**Objective**:
Count the lines in the entries below that contain the string "mountain", treating uppercase and lowercase as different, and reply with that number alone.

**Raw data**:

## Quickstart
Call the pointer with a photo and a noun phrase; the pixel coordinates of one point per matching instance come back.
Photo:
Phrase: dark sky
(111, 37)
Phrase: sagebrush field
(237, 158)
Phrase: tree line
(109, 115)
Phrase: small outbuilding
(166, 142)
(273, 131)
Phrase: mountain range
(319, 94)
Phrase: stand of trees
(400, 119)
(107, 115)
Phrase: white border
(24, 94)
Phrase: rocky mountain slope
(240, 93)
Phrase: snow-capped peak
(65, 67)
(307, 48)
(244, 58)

* * *

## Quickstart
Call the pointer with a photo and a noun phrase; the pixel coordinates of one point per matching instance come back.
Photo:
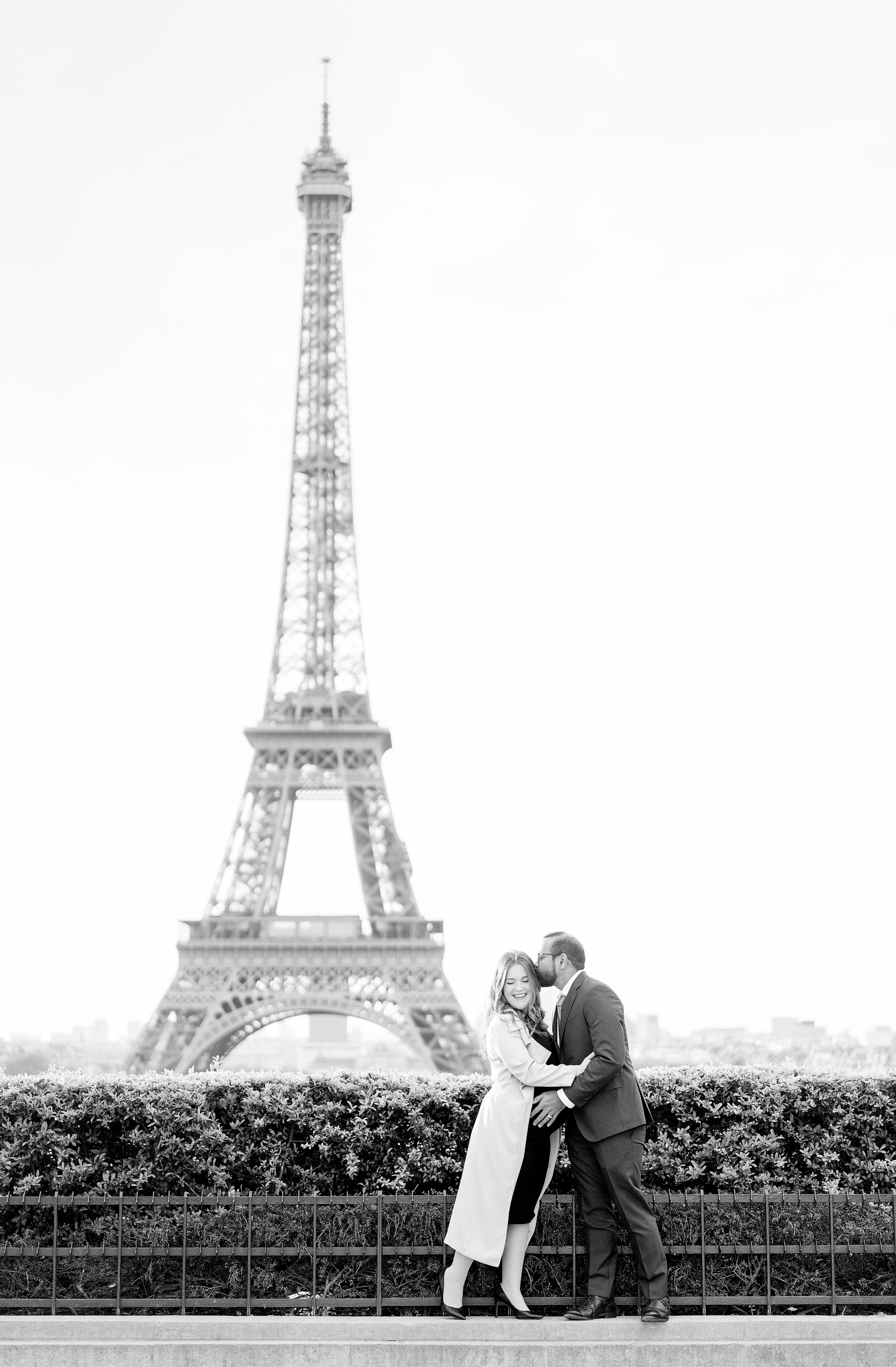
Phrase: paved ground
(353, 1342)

**Task response**:
2